Location identification records:
____________________

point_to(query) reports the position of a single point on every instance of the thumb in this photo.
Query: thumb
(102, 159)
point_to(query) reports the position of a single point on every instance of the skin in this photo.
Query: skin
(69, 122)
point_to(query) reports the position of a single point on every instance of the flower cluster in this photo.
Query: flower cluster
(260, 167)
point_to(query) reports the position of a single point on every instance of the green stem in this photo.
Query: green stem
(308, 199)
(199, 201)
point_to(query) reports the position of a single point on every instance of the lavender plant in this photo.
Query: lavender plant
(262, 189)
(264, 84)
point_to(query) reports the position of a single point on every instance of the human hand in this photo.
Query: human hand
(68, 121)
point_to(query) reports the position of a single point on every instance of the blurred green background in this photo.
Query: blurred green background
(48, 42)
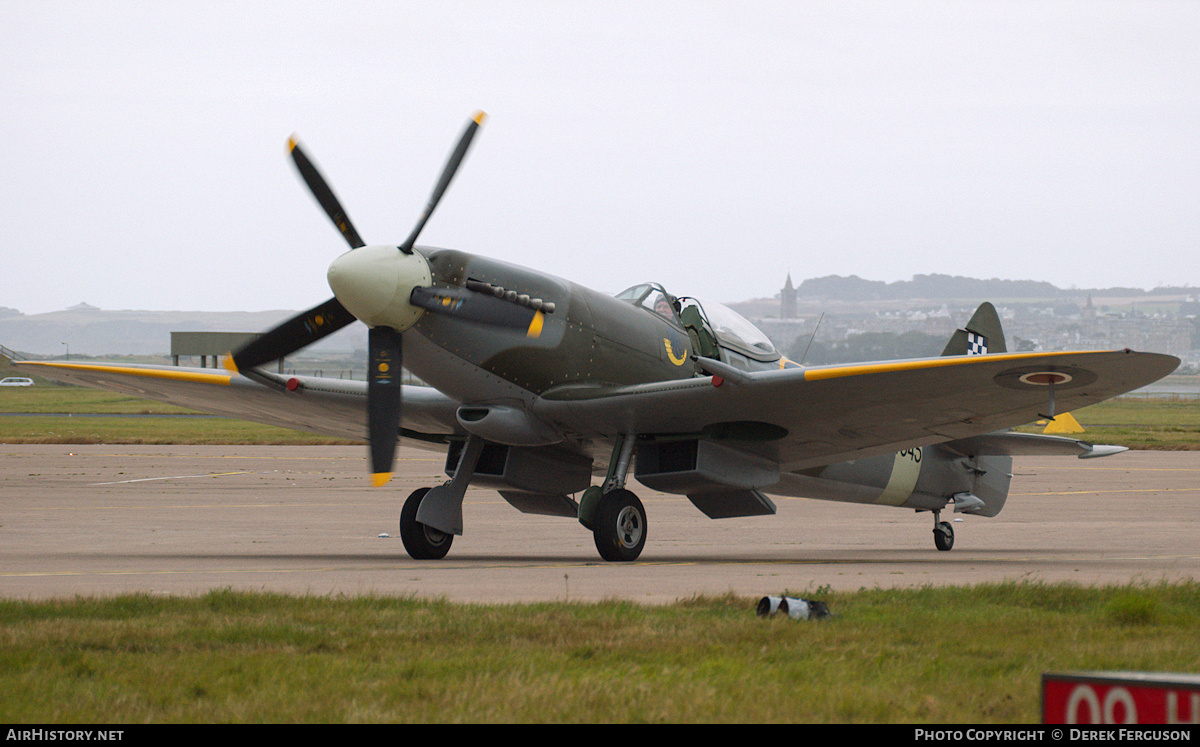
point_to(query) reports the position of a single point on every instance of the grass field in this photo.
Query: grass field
(918, 656)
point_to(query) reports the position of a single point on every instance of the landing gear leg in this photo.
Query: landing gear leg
(433, 515)
(616, 515)
(619, 530)
(420, 541)
(943, 532)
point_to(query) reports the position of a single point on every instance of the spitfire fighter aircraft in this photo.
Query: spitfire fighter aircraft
(539, 387)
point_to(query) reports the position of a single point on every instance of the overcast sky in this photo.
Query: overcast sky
(713, 147)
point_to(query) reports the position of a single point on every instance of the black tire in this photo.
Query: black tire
(420, 541)
(621, 526)
(943, 536)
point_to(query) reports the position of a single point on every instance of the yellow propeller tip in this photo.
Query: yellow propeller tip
(381, 478)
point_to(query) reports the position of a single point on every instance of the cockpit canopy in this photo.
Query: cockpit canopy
(730, 328)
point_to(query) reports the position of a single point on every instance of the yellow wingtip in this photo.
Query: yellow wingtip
(1066, 423)
(379, 479)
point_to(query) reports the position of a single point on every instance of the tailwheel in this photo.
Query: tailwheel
(420, 541)
(943, 536)
(619, 529)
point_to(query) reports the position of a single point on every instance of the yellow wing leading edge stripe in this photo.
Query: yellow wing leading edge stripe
(189, 376)
(934, 363)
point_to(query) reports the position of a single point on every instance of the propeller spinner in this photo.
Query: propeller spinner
(372, 284)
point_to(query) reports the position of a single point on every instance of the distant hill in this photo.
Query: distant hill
(855, 288)
(88, 330)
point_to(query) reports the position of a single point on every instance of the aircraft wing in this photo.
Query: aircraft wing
(327, 406)
(810, 417)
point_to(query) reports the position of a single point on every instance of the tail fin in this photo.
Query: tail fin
(983, 334)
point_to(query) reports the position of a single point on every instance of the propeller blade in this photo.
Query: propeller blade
(383, 400)
(324, 195)
(300, 330)
(478, 308)
(448, 173)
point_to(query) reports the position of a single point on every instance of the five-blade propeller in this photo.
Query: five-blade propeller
(385, 351)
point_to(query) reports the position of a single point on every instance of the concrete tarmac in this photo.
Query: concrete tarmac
(183, 520)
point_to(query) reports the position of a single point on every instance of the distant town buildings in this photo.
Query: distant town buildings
(833, 309)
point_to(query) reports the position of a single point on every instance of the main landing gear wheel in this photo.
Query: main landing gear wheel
(619, 530)
(420, 541)
(943, 536)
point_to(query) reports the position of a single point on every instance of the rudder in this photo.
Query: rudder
(983, 334)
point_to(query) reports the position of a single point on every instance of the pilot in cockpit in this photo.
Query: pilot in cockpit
(663, 306)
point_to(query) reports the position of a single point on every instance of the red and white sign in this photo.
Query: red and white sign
(1120, 698)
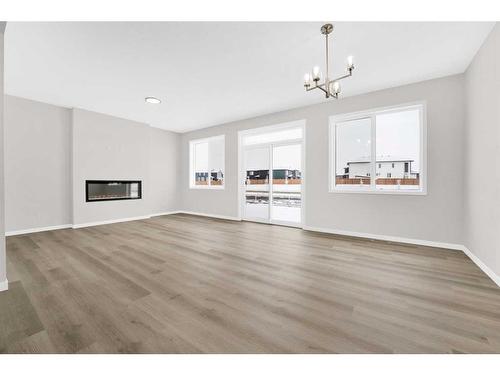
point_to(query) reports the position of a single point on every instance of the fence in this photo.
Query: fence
(378, 181)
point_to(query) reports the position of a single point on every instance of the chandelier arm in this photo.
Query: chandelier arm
(317, 87)
(343, 77)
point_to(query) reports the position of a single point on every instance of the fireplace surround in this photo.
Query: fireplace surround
(112, 190)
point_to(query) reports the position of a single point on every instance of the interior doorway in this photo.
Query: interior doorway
(272, 174)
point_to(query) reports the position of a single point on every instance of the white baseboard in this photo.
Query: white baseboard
(487, 270)
(4, 285)
(165, 213)
(233, 218)
(92, 224)
(39, 229)
(412, 241)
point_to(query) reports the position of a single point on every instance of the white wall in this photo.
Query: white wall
(438, 216)
(164, 166)
(38, 164)
(482, 153)
(3, 270)
(47, 146)
(108, 148)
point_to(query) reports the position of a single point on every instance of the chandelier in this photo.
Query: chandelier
(331, 87)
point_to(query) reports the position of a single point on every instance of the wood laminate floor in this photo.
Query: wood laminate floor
(187, 284)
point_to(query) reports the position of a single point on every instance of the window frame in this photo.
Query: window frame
(372, 113)
(209, 186)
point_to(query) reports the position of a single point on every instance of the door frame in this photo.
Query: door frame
(242, 174)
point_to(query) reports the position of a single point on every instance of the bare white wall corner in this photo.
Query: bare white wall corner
(4, 285)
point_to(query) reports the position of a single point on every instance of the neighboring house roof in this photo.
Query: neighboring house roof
(379, 161)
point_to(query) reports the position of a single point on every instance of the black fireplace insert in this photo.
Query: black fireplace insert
(112, 190)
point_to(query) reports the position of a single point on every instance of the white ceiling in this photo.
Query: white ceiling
(211, 73)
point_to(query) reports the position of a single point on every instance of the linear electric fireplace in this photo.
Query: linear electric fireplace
(112, 190)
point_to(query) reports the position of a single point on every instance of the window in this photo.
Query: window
(206, 161)
(387, 143)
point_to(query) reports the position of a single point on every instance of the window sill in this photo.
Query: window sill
(381, 192)
(207, 187)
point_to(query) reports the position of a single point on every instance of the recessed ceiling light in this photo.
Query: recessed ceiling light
(152, 100)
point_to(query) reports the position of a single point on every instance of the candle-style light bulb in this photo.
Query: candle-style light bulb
(336, 87)
(350, 62)
(307, 79)
(316, 73)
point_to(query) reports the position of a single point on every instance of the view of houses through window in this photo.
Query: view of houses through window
(207, 163)
(394, 137)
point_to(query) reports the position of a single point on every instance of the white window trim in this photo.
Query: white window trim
(192, 184)
(333, 120)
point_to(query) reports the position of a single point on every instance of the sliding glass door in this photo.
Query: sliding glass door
(287, 183)
(257, 186)
(272, 190)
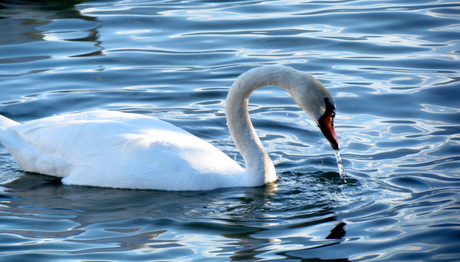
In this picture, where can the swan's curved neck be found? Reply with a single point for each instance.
(259, 167)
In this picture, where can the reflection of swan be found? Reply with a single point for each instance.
(120, 150)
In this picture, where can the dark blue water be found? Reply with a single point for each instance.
(392, 66)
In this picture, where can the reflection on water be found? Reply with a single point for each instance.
(392, 68)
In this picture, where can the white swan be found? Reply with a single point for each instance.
(121, 150)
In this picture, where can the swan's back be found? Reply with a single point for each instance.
(113, 149)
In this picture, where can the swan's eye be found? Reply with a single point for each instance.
(330, 109)
(326, 124)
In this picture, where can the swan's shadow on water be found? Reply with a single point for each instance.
(246, 221)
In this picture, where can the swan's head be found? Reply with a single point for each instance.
(317, 102)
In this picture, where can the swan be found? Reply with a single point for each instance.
(123, 150)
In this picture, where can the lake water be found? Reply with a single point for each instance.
(392, 66)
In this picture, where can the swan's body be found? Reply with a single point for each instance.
(121, 150)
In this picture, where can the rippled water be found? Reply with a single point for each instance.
(392, 66)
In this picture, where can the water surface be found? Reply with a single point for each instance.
(392, 66)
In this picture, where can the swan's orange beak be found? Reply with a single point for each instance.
(326, 124)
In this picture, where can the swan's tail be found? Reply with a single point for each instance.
(6, 122)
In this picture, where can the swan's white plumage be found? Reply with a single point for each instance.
(113, 149)
(121, 150)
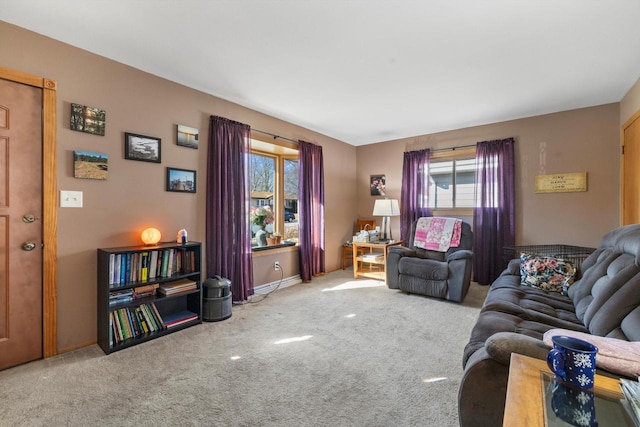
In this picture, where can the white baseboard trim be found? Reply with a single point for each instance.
(269, 287)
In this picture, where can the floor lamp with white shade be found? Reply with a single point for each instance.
(386, 208)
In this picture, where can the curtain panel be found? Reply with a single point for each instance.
(494, 212)
(414, 196)
(311, 210)
(228, 229)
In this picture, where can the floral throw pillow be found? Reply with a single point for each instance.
(546, 273)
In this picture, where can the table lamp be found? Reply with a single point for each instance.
(386, 208)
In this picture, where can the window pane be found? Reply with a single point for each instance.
(441, 185)
(465, 183)
(290, 200)
(262, 187)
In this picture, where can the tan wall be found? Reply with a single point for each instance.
(584, 140)
(133, 197)
(630, 104)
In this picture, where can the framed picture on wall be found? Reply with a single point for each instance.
(90, 165)
(181, 180)
(88, 119)
(142, 148)
(187, 136)
(378, 185)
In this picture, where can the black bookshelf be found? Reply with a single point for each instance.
(133, 320)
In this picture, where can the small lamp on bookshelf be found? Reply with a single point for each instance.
(150, 236)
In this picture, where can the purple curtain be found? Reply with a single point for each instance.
(414, 196)
(228, 231)
(311, 210)
(494, 214)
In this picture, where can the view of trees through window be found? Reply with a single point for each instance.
(274, 183)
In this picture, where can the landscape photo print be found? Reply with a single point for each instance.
(89, 165)
(142, 148)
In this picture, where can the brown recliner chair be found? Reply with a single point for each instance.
(444, 275)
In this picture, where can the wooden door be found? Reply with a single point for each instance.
(631, 172)
(21, 333)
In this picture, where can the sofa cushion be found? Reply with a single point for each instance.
(491, 322)
(546, 272)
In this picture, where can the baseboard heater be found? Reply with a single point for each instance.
(286, 282)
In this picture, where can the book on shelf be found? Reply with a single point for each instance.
(178, 318)
(144, 291)
(117, 297)
(180, 285)
(145, 266)
(132, 322)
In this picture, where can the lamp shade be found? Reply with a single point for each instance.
(386, 207)
(150, 236)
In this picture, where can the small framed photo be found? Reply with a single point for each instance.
(142, 148)
(378, 184)
(88, 119)
(89, 165)
(181, 180)
(187, 136)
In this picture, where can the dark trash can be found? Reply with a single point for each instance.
(216, 299)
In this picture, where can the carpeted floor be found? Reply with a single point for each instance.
(334, 352)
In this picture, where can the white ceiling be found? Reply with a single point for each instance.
(371, 70)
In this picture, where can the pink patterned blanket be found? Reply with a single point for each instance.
(437, 233)
(618, 356)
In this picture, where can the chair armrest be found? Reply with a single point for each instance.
(461, 254)
(394, 255)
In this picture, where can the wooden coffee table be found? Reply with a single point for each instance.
(529, 390)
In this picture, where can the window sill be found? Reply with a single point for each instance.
(270, 248)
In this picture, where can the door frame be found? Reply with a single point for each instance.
(623, 164)
(49, 208)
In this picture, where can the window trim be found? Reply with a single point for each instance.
(448, 155)
(280, 151)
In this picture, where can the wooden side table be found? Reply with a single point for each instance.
(366, 264)
(529, 395)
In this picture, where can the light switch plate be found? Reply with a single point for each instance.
(70, 199)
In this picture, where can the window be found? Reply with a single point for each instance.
(274, 183)
(452, 180)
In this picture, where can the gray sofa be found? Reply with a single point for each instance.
(604, 301)
(444, 275)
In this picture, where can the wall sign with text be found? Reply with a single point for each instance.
(561, 183)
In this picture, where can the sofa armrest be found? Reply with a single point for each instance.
(513, 268)
(461, 254)
(500, 346)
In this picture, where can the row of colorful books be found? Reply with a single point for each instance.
(148, 265)
(127, 295)
(170, 288)
(133, 322)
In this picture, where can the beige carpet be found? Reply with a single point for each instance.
(335, 352)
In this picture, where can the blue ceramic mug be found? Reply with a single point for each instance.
(573, 361)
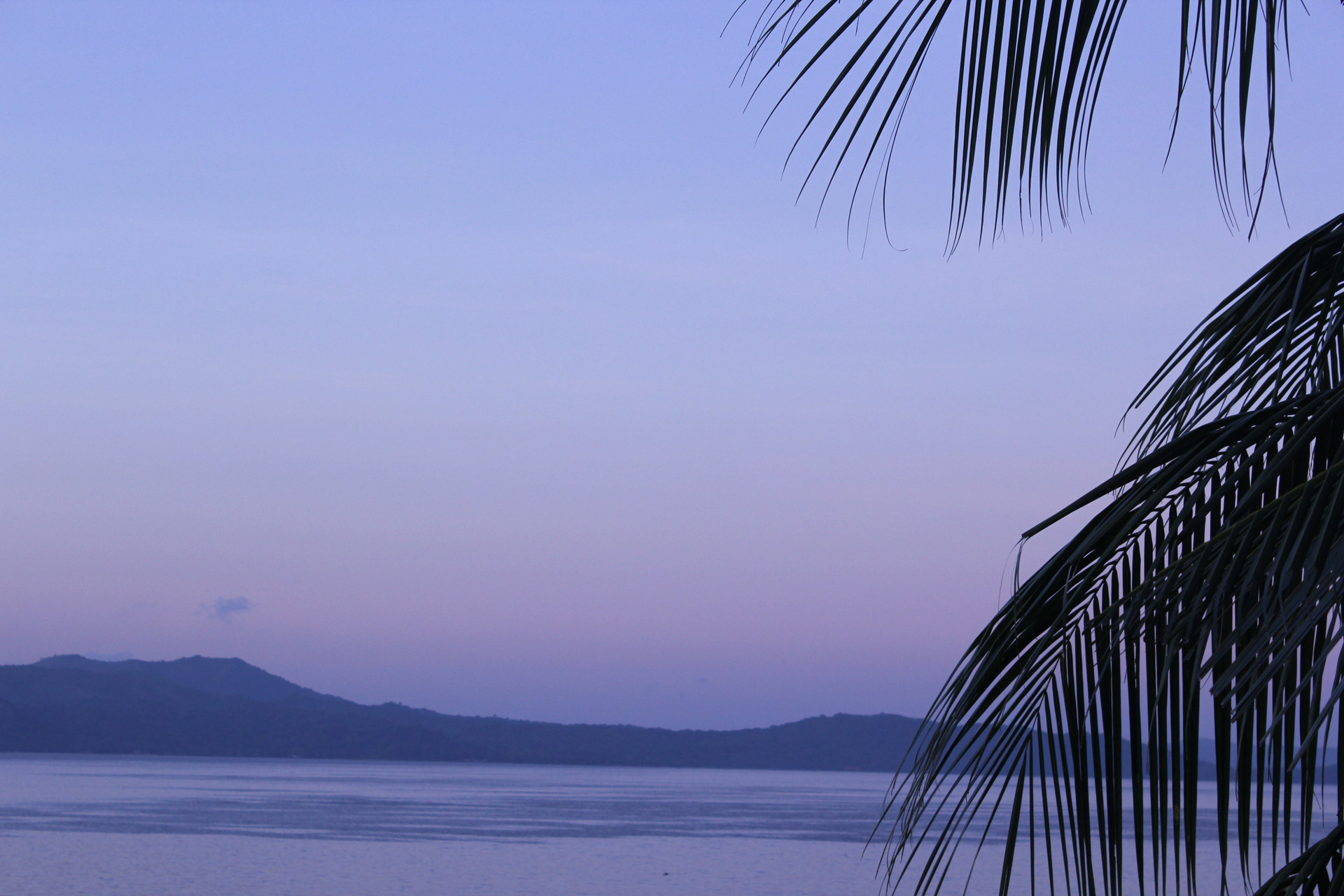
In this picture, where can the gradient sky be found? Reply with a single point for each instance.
(477, 356)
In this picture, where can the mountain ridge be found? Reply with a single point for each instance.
(202, 706)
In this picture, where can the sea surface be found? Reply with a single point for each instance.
(185, 827)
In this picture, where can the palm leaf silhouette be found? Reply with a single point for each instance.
(1028, 81)
(1206, 594)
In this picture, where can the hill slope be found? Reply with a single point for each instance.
(210, 707)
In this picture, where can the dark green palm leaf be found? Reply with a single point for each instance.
(1030, 76)
(1205, 596)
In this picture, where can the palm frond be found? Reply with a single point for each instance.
(1030, 77)
(1206, 594)
(1278, 336)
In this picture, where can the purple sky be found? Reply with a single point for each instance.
(476, 355)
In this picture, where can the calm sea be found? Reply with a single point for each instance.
(175, 827)
(172, 827)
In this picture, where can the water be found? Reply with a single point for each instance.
(186, 827)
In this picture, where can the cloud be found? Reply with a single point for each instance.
(225, 609)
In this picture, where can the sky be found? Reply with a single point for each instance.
(483, 356)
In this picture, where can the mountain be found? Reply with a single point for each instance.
(209, 707)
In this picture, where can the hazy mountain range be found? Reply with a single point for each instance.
(206, 707)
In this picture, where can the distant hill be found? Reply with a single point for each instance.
(206, 707)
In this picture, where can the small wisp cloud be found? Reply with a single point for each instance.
(225, 609)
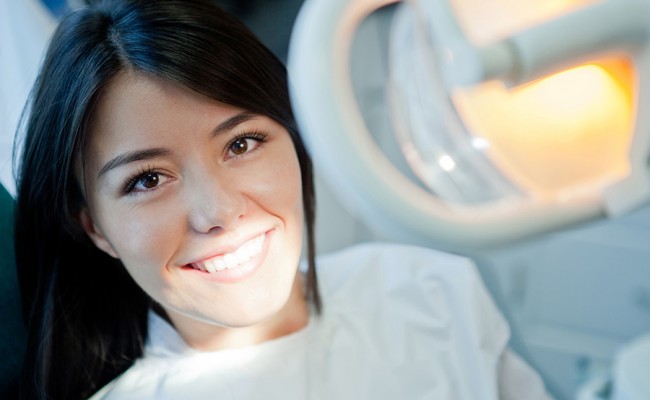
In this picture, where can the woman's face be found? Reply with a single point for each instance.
(201, 202)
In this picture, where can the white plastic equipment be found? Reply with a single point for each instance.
(436, 58)
(473, 188)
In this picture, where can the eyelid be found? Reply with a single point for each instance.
(135, 177)
(257, 135)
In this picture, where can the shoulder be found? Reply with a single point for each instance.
(386, 266)
(410, 284)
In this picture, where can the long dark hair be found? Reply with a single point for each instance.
(86, 317)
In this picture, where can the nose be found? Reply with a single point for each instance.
(215, 202)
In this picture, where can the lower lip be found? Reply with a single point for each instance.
(239, 273)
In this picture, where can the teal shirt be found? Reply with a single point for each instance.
(12, 330)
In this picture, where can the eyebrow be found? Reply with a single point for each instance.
(232, 122)
(146, 154)
(132, 156)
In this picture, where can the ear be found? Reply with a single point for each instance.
(95, 234)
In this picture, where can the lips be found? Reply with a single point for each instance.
(234, 259)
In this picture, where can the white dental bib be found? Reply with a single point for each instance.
(399, 322)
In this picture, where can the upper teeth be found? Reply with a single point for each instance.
(244, 253)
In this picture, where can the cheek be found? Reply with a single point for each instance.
(144, 238)
(281, 189)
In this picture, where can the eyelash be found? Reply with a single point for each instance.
(136, 177)
(254, 135)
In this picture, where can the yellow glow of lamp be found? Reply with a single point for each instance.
(516, 117)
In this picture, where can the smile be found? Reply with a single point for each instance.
(242, 255)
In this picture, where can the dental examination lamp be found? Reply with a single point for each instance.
(491, 121)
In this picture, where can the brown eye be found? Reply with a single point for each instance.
(239, 146)
(149, 181)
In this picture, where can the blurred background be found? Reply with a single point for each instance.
(573, 299)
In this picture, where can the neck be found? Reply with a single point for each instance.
(292, 317)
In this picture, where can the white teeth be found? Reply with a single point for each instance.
(244, 253)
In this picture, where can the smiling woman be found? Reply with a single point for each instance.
(163, 133)
(162, 198)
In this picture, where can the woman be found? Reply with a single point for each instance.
(162, 192)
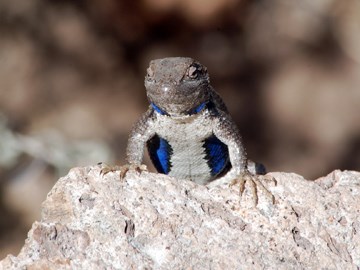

____________________

## Do this
Extract every line of the records that contains the word "flower", copying each one in full.

## Answer to this exercise
point_to(query) reports the position of a single point on every instance of the flower cluster in this photo.
Query: flower cluster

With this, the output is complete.